| Exercise task |
Quote the passage on portfolio management word for word, from "Think of a portfolio" up to and including "possible strategic outcomes.".

| Source passage |

------------

A portfolio is a collection of projects, programs, subsidiary portfolios, and operations managed as a group to achieve strategic objectives.

Explanation

Portfolio management is the centralized management of one or more portfolios to achieve strategic objectives. Unlike program management, the components of a portfolio are not necessarily related to one another in terms of dependencies. Instead, they are grouped together because they compete for the same finite resources — funding, people, equipment — and the organization must decide how to allocate those resources to maximize strategic value.

Portfolio managers and governance boards evaluate, select, and prioritize components based on alignment with organizational strategy, risk profile, resource capacity, and expected return on investment. Components that no longer align with the strategy may be deprioritized or terminated, and new initiatives may be added as strategic direction shifts.

Think of a portfolio like an investment portfolio: the goal is to balance risk and return across a diverse set of investments to achieve overall financial objectives. In the same way, an organizational portfolio balances projects and programs to achieve the best possible strategic outcomes.

Key Points

  • Aligns projects and programs with organizational strategy
  • Components do not need to be interdependent
  • Focuses on resource allocation, prioritization, and strategic value
  • Managed by portfolio managers and governance boards

Exam Tip

Portfolio management is about strategic alignment and prioritization, not about managing interdependencies (that is program management). If a question mentions selecting and prioritizing initiatives to match strategy, think portfolio.

------------

| Given material |
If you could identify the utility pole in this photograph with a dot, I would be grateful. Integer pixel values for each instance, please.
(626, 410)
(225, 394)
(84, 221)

------------

| Completed task |
Think of a portfolio like an investment portfolio: the goal is to balance risk and return across a diverse set of investments to achieve overall financial objectives. In the same way, an organizational portfolio balances projects and programs to achieve the best possible strategic outcomes.